**DATASET CONTENT:**
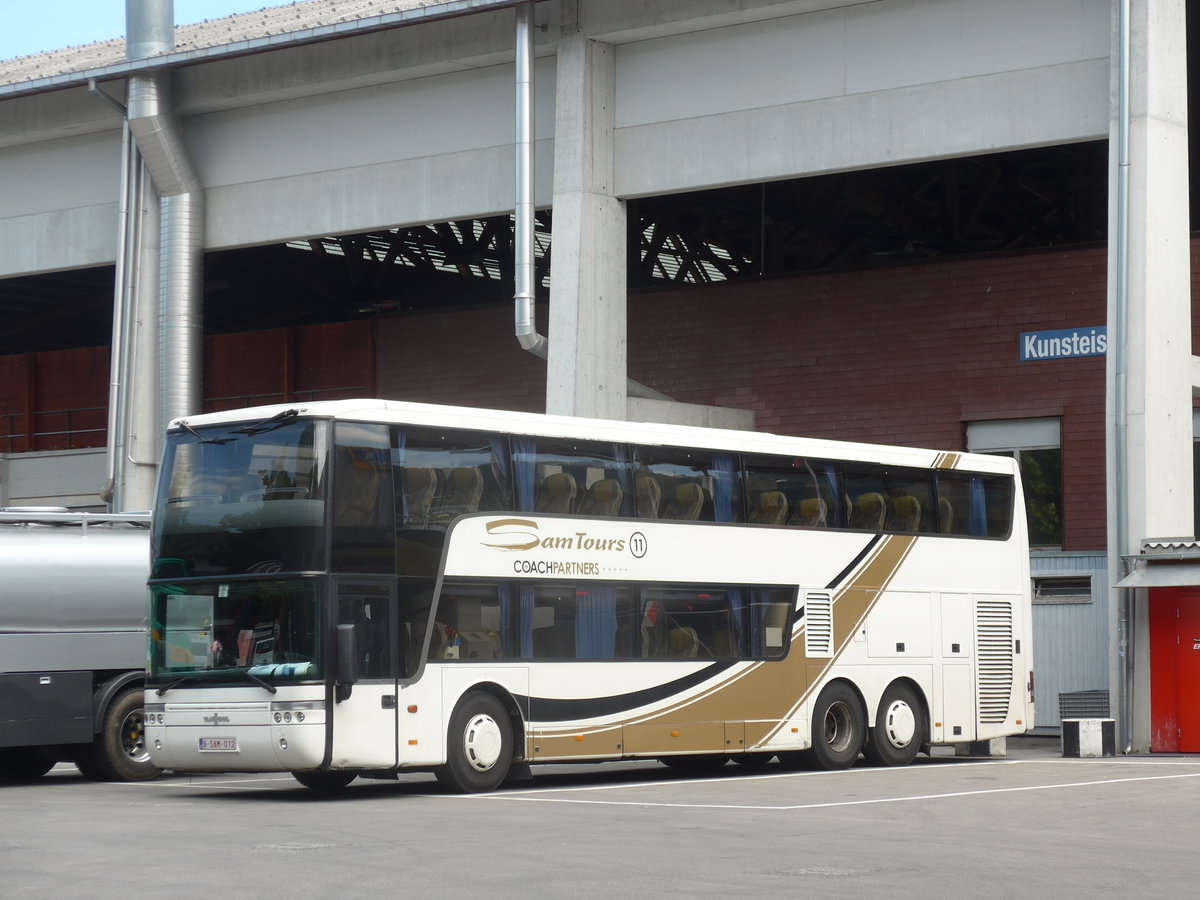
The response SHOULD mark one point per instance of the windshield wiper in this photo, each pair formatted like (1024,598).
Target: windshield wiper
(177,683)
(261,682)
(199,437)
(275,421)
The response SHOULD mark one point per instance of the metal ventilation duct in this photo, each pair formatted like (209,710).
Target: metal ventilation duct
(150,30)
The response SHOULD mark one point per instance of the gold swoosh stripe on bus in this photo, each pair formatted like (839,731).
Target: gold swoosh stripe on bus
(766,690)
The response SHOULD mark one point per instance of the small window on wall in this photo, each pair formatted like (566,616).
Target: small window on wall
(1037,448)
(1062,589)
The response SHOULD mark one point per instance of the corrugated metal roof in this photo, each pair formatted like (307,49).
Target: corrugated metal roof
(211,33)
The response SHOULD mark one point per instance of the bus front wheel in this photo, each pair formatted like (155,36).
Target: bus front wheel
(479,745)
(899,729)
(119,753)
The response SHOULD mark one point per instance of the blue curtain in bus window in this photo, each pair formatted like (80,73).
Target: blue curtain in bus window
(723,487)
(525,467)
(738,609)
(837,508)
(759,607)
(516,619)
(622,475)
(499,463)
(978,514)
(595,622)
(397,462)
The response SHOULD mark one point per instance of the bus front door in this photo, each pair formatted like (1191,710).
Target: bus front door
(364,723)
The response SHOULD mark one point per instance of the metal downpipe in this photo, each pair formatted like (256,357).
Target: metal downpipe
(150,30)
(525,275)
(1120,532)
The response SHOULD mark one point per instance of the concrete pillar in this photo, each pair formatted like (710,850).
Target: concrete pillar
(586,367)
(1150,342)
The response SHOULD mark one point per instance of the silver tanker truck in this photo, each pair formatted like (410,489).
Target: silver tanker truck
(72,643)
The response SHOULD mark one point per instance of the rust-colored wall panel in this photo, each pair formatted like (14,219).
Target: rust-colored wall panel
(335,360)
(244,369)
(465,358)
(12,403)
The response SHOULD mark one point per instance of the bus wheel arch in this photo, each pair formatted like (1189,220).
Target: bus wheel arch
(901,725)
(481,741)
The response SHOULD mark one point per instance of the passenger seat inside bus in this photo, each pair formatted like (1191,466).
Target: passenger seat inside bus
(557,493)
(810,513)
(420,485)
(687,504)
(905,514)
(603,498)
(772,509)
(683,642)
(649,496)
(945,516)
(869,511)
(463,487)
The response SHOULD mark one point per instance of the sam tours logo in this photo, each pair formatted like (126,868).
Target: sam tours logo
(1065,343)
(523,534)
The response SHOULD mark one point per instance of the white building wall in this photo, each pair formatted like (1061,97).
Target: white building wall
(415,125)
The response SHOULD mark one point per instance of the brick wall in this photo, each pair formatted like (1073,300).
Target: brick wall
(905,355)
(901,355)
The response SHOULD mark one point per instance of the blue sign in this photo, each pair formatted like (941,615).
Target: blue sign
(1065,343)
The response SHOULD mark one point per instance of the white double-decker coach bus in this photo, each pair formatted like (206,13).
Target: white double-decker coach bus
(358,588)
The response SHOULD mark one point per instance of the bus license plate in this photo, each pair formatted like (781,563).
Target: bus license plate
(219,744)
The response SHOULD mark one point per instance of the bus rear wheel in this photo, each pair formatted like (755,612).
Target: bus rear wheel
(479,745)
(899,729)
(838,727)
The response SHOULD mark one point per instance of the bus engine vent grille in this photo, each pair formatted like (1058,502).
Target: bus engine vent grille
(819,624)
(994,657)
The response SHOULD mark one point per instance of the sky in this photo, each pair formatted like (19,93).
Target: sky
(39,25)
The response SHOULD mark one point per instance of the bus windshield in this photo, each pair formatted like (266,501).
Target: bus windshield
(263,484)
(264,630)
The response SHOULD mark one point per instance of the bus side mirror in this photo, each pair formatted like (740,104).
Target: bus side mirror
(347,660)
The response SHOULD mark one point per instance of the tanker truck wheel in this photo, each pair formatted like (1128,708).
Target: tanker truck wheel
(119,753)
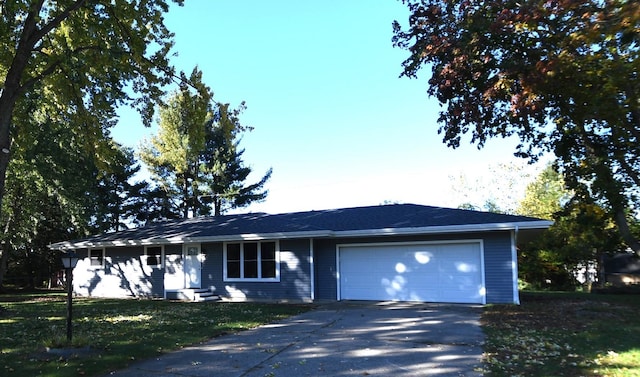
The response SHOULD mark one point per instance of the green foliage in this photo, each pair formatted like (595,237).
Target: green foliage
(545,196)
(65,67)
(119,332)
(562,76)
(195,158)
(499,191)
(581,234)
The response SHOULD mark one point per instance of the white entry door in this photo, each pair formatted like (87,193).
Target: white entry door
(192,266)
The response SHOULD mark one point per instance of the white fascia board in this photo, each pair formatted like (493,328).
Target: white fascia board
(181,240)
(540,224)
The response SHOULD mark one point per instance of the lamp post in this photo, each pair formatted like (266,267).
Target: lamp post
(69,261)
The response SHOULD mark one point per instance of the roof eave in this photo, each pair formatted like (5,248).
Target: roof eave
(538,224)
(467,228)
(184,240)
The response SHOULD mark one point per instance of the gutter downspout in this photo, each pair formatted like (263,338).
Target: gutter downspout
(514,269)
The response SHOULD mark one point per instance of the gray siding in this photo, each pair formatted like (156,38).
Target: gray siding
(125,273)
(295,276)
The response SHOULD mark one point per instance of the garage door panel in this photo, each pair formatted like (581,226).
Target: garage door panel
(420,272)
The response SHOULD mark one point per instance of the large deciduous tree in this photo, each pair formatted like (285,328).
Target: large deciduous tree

**TASK:** In repeating the lines above, keep the wording exact and leave every picture out.

**WRITTEN SOLUTION:**
The response SHOULD mark one point per instance of the windshield wiper in this photo, each pair formatted like (1024,598).
Target: windshield wiper
(177,683)
(261,682)
(199,437)
(275,421)
The response SHOULD mark one point per instance of the metal ventilation duct in this photo, each pair formatted like (209,710).
Target: metal ventilation duct
(150,30)
The response SHOULD mark one point per instance of the gold swoosh stripe on bus in this photo, each pair formatted like (839,731).
Target: gold swoosh stripe on bus
(766,690)
The response SHOULD mark one point per instance of the small window on wall in this photo, each pair formatted like (566,616).
Target: small window on wall
(1037,448)
(1062,589)
The response SHOULD mark one point per instance of the corrugated metal roof in this photo, each pair formatted like (307,49).
Target: corrugated metal roof
(211,33)
The response SHOULD mark one point per instance of the bus front wheel in this photo, each pair formatted like (155,36).
Target: bus front wheel
(479,745)
(899,729)
(119,753)
The response SHOULD mark one point per instance of the blue curtain in bus window in this photo, each pair formatted like (80,73).
Target: blue curtain in bus window
(723,487)
(525,467)
(738,609)
(837,508)
(759,607)
(516,619)
(622,475)
(499,463)
(978,514)
(595,622)
(397,462)
The response SHOULD mark one point per instance of the bus front door in this photo, each pair formatted like (1191,710).
Target: bus front door
(364,723)
The response SHOULD mark one point per instance of the metal downpipe in this photo, each pair formatted like (256,357).
Target: metal downpipe
(150,30)
(525,275)
(1120,532)
The response SHOULD mark one point per instance of the concrete pillar in this photo, each pair formatted like (710,850).
Target: concrete pillar
(586,367)
(1150,342)
The response SHOULD mark one point per instance of the silver tanker truck in this photo, each pair formatted like (410,489).
Target: silver tanker truck
(72,643)
The response SHOULD mark one point per instance of the rust-colored wall panel in this photo, each pair formatted like (14,219).
Target: rust-colored wall panel
(335,360)
(244,369)
(465,358)
(12,403)
The response SHOULD mark one point per instance of the bus wheel arch in this photo, each pair formatted like (1189,220).
Target: bus wheel arch
(901,725)
(481,741)
The response SHOULD mark one point per instance of the passenger seat inside bus in this photo, each pair formatted like (1191,466).
Target: passenger seat inside bus
(557,493)
(810,513)
(420,485)
(687,504)
(905,514)
(603,498)
(772,509)
(683,642)
(649,496)
(945,516)
(869,511)
(463,487)
The response SHOULD mark one point per instance of the sam tours logo in this photo, each pair formatted like (126,868).
Target: sam tours logo
(1065,343)
(523,534)
The response SHOULD mark one point per instance of the white building wall in this photo, each pair formatted like (1061,97).
Target: white building wall
(415,125)
The response SHOULD mark one point per instance of the brick wall in this photo, each pair formatted like (1073,300).
Target: brick wall
(905,355)
(901,355)
The response SHOULD mark one point per instance of the blue sign in this photo, each pair formatted like (941,615).
Target: blue sign
(1065,343)
The response SHOULD mark one point per instance of the white double-decker coach bus in this photo, each pair formatted like (206,13).
Target: white double-decker coach bus
(358,588)
The response SHOULD mark one point per instance of the bus license plate in this photo, each pair formatted like (781,563).
Target: bus license plate
(219,744)
The response SHOULD mark one point per instance of the bus rear wheel in this photo, each pair formatted like (755,612).
Target: bus rear wheel
(479,745)
(899,729)
(838,727)
The response SHOULD mark one point per instance of the bus engine vent grille in this photo, each pair formatted like (1058,502).
Target: bus engine vent grille
(819,624)
(994,657)
The response SHOULD mark one point per instance of the sky in this photo, each pair formatted like (19,93).
Target: sky
(39,25)
The response SHOULD mark one point per instance of the bus windshield in this photo, each pair formatted like (266,501).
Target: bus windshield
(263,484)
(264,630)
The response SHOULD mark one point per instance of the bus side mirror in this photo, each pair formatted like (740,104).
Target: bus side mirror
(347,660)
The response SHOULD mark one point per instance of the tanker truck wheel in this photo, each pair formatted like (1128,708).
Target: tanker truck wheel
(119,753)
The response SHOULD mark one point per instance of the green foliage in this photo, each pair formatted like (595,237).
Target: green foliage
(545,196)
(65,67)
(119,332)
(562,76)
(195,158)
(499,191)
(581,234)
The response SHOULD mark one point per instance of the white entry door in this photo, each pair formatted like (87,193).
Target: white entry door
(192,266)
The response SHOULD mark one point per instance of the white fascia board in this photo, each pair formatted like (493,328).
Target: white fascia board
(181,240)
(540,224)
The response SHOULD mark one point per instance of the lamp post in this photo, each pair formatted like (266,267).
Target: lamp post
(69,261)
The response SHOULD mark one point per instance of the roof eave in this photo, each pair formatted like (5,248).
Target: roof eave
(538,224)
(467,228)
(184,240)
The response SHOULD mark one point per instance of the gutter downspout in this photo, each pair formatted like (263,338).
Target: gutter downspout
(514,269)
The response SHOULD mark one point per instance of the gray siding in this photo, each pair formatted like (156,38).
Target: gray siding
(125,273)
(295,276)
The response SHOULD mark one point per instance of the garage door panel in this photo, each pair formatted like (581,226).
Target: garage door panel
(420,272)
The response SHOULD mark one point per instance of the large deciduous tree in this photo, each pair formatted like (285,328).
Target: large deciduous tree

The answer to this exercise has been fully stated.